Saved data entries.
-=-=-
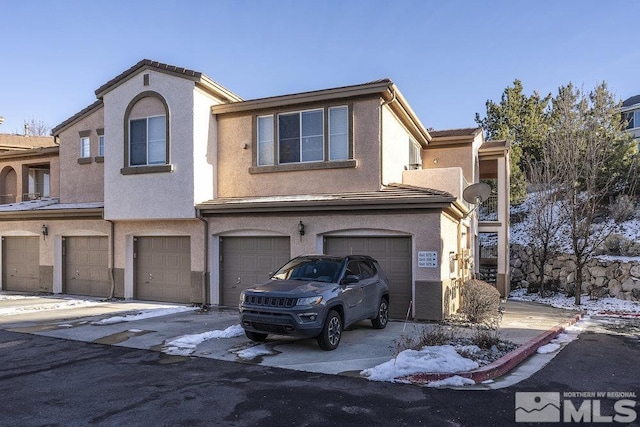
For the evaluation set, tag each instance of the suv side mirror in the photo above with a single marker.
(350, 279)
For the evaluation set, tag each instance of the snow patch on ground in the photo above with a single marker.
(443, 358)
(145, 314)
(186, 344)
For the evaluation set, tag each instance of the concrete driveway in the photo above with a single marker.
(361, 347)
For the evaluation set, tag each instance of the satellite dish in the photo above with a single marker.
(477, 193)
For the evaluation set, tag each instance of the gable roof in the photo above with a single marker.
(71, 120)
(200, 79)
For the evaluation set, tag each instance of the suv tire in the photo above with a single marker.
(255, 336)
(381, 320)
(331, 332)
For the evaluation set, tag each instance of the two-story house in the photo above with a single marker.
(172, 188)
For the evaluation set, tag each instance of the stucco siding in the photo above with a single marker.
(235, 158)
(395, 148)
(150, 195)
(82, 182)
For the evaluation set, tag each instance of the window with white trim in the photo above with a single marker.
(303, 136)
(147, 141)
(85, 145)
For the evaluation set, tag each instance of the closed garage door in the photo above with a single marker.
(21, 264)
(163, 268)
(86, 266)
(394, 256)
(247, 261)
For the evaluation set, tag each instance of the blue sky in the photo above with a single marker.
(447, 57)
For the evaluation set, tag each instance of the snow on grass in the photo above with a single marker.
(63, 304)
(186, 345)
(608, 305)
(145, 314)
(443, 358)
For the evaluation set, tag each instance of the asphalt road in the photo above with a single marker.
(49, 382)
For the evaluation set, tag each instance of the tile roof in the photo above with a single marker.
(391, 196)
(448, 133)
(11, 142)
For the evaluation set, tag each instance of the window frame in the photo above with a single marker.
(326, 163)
(85, 147)
(127, 168)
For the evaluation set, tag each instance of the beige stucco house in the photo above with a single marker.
(172, 188)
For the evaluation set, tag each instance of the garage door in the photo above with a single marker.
(21, 264)
(394, 256)
(86, 266)
(249, 260)
(163, 268)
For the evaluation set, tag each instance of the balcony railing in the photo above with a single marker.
(488, 211)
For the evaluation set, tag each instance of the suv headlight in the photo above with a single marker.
(310, 300)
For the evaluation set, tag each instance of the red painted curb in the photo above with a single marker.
(500, 366)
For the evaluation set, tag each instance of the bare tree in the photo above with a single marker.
(583, 146)
(544, 214)
(34, 127)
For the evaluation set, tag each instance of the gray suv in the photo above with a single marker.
(317, 296)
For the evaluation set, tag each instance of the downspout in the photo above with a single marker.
(112, 280)
(384, 103)
(205, 287)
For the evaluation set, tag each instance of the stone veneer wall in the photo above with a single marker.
(601, 277)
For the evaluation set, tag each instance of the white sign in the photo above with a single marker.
(428, 259)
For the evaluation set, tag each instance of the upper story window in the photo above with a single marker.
(633, 119)
(147, 142)
(305, 136)
(147, 135)
(415, 156)
(85, 145)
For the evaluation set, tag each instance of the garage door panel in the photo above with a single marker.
(394, 256)
(247, 261)
(86, 268)
(163, 268)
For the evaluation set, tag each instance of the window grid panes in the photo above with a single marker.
(265, 140)
(338, 133)
(147, 141)
(84, 147)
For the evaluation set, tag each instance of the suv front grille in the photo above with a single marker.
(270, 301)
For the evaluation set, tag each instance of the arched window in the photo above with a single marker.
(146, 134)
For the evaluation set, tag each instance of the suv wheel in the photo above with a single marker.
(331, 332)
(255, 336)
(381, 320)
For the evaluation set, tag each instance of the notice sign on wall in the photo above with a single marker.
(428, 259)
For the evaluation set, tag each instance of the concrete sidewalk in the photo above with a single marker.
(529, 325)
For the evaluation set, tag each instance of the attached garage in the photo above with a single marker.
(86, 266)
(163, 268)
(394, 256)
(246, 261)
(21, 264)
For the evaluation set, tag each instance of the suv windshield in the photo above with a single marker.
(321, 270)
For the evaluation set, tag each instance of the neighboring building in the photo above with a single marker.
(631, 115)
(172, 188)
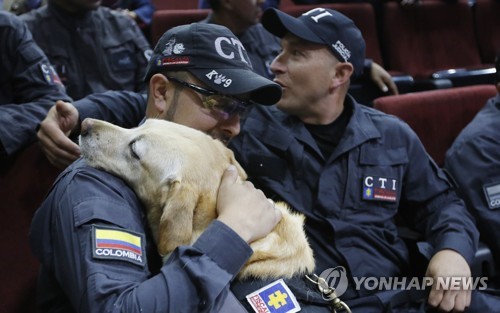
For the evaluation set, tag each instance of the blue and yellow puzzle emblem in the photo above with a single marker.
(274, 298)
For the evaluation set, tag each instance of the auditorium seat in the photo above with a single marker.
(437, 116)
(175, 4)
(24, 181)
(487, 19)
(433, 40)
(163, 20)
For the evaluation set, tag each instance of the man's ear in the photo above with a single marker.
(158, 86)
(343, 73)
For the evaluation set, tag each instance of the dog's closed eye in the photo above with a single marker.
(134, 148)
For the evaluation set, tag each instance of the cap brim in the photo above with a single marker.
(260, 89)
(279, 23)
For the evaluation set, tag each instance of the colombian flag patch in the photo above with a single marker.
(117, 244)
(274, 298)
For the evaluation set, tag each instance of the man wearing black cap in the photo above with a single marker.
(198, 76)
(350, 169)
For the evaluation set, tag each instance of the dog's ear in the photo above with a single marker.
(176, 221)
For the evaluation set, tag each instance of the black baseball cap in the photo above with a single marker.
(322, 26)
(214, 55)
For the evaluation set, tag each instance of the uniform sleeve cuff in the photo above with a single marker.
(224, 246)
(456, 242)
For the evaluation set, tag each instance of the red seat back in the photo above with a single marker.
(429, 37)
(488, 29)
(437, 116)
(175, 4)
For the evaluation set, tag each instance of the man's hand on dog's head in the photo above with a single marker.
(245, 209)
(53, 134)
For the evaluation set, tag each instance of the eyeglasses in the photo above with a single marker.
(220, 106)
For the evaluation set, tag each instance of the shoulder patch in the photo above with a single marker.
(50, 74)
(273, 298)
(117, 244)
(492, 193)
(380, 188)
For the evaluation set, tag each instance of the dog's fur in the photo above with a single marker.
(176, 172)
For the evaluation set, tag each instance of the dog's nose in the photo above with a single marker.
(86, 127)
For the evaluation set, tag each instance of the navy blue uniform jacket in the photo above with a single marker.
(351, 198)
(474, 162)
(85, 212)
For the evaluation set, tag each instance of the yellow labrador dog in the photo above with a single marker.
(176, 171)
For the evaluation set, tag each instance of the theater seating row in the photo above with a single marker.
(436, 43)
(437, 116)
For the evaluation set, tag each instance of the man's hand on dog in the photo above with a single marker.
(54, 132)
(448, 263)
(245, 209)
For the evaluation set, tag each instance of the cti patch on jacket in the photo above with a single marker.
(380, 188)
(117, 244)
(273, 298)
(492, 193)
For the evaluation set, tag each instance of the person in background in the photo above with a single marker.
(86, 205)
(243, 17)
(141, 11)
(19, 7)
(473, 161)
(93, 48)
(29, 85)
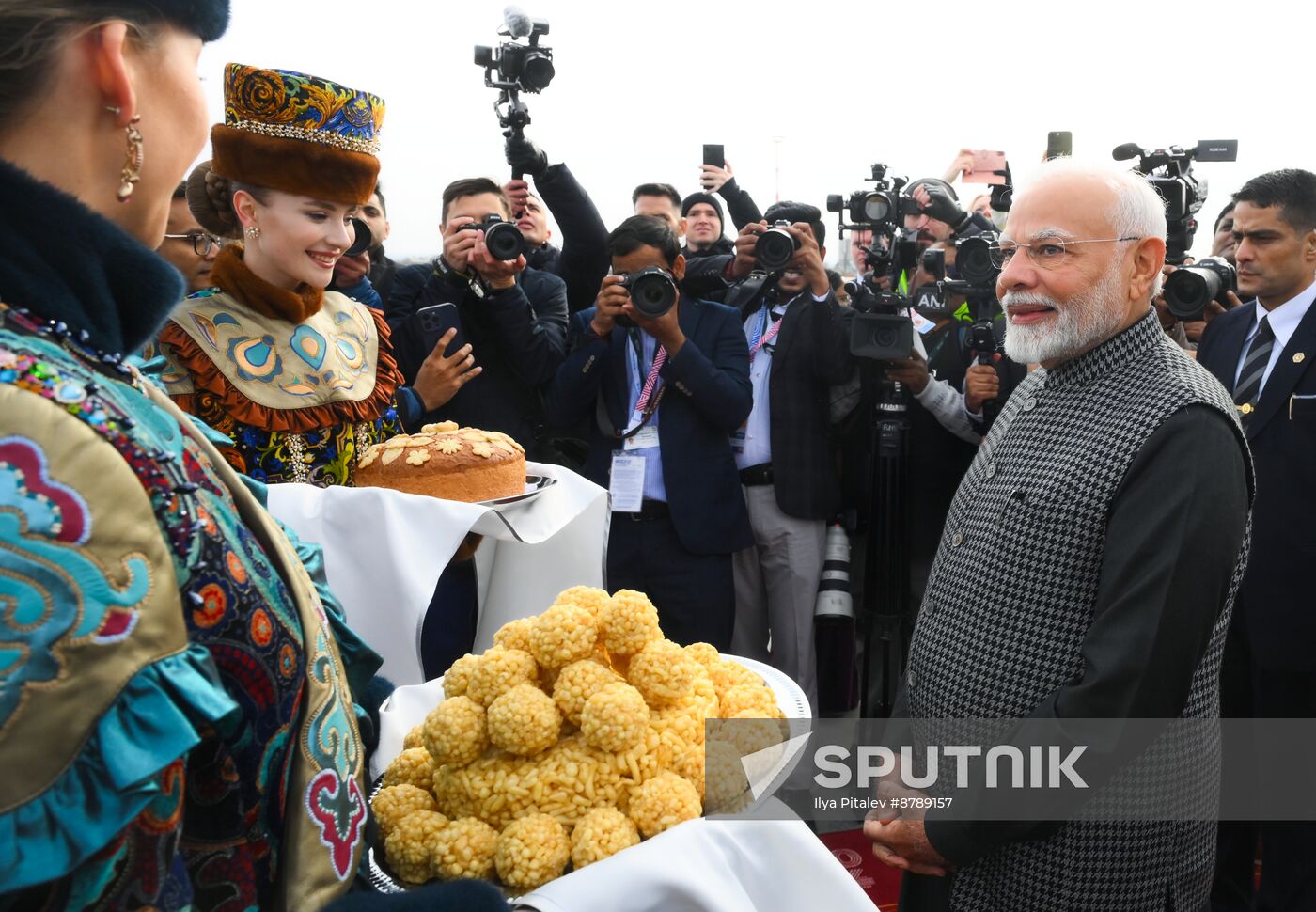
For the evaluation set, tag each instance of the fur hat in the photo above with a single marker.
(291, 132)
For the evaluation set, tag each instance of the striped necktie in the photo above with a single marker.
(1247, 388)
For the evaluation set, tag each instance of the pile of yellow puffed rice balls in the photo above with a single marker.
(576, 734)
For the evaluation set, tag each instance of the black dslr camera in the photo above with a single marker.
(776, 246)
(1190, 289)
(513, 69)
(879, 331)
(653, 292)
(1170, 174)
(974, 275)
(503, 239)
(881, 208)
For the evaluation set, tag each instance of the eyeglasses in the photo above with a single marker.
(1045, 254)
(201, 244)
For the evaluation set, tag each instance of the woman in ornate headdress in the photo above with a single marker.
(177, 727)
(299, 378)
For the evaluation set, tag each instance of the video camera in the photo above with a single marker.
(513, 69)
(653, 292)
(879, 332)
(1170, 174)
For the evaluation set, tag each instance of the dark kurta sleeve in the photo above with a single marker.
(1173, 539)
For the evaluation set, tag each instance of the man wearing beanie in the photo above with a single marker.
(703, 214)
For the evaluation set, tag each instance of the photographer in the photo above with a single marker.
(721, 181)
(582, 260)
(943, 217)
(513, 319)
(662, 201)
(662, 394)
(799, 341)
(703, 214)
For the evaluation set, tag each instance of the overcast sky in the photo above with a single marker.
(805, 96)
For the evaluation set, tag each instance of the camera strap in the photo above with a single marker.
(763, 335)
(647, 391)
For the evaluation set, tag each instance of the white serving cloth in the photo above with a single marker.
(384, 552)
(711, 866)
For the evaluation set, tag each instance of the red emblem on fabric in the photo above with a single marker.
(338, 810)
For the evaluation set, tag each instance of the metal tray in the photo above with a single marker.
(535, 486)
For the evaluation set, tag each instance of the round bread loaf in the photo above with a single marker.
(449, 462)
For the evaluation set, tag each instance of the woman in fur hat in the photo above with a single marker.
(299, 378)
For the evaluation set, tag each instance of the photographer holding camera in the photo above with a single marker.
(582, 260)
(664, 378)
(479, 292)
(704, 237)
(799, 342)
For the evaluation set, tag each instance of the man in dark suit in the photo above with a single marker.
(799, 339)
(582, 259)
(1262, 353)
(662, 397)
(509, 325)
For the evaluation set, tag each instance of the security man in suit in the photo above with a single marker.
(1262, 354)
(664, 395)
(798, 336)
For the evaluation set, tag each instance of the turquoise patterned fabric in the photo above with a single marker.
(118, 829)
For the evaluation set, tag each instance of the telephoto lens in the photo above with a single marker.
(503, 239)
(776, 246)
(364, 240)
(1190, 289)
(973, 260)
(653, 292)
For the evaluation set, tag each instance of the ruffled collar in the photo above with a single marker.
(232, 275)
(65, 262)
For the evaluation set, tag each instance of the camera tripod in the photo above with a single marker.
(885, 566)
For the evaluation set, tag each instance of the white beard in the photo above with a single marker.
(1081, 322)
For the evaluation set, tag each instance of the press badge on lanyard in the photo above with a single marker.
(762, 338)
(627, 481)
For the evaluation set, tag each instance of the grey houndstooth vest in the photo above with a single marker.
(1010, 596)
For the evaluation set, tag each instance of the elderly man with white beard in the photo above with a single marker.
(1089, 560)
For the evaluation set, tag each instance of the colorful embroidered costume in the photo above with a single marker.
(298, 401)
(177, 725)
(300, 381)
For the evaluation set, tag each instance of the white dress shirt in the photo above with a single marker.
(1283, 324)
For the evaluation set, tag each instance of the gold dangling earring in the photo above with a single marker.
(132, 171)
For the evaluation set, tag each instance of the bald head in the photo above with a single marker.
(1095, 247)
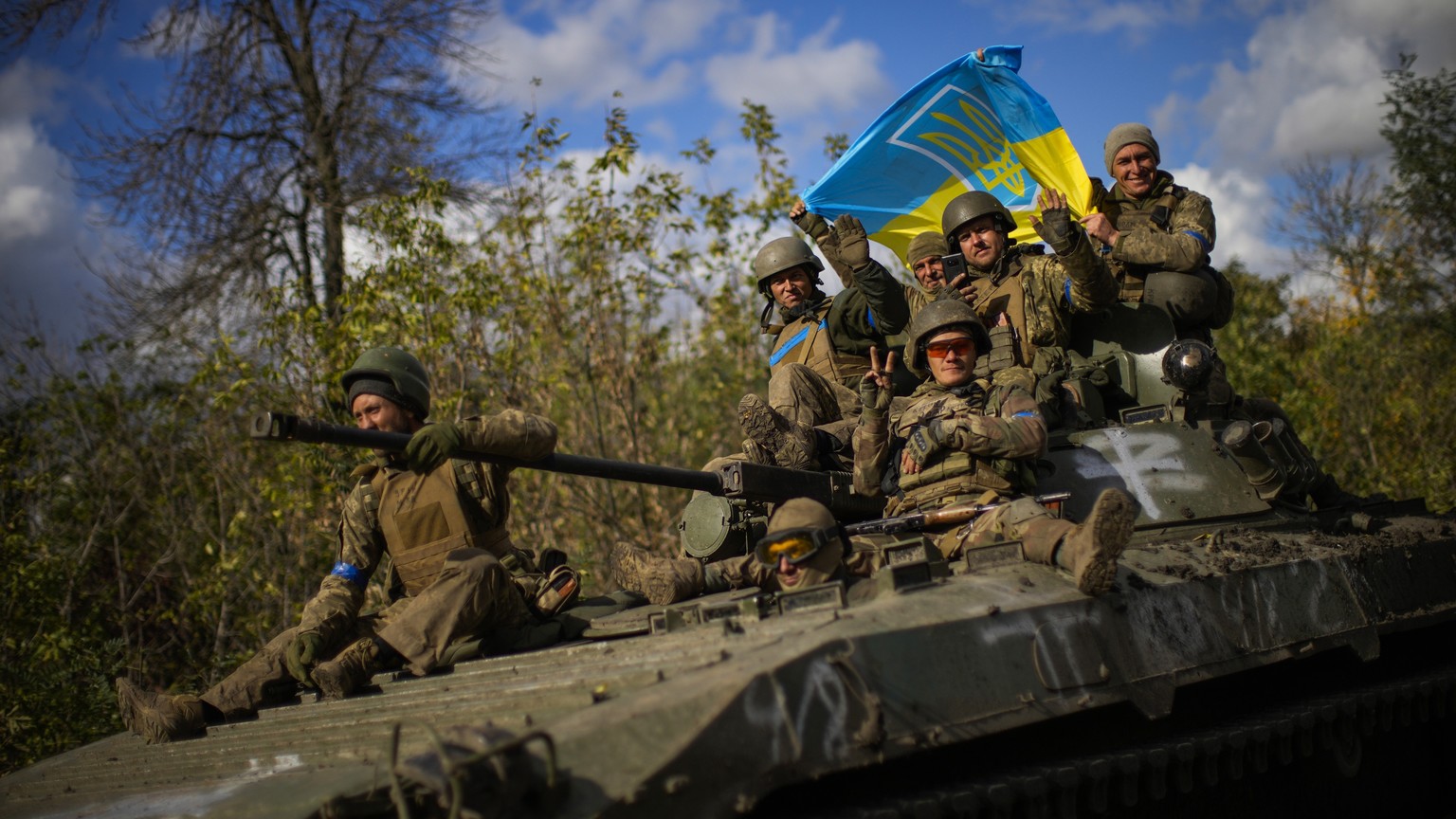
-=-=-
Task brief.
How many lines of the data above contain the string "woman"? Case matters; reply with the number alone.

Solved problem.
2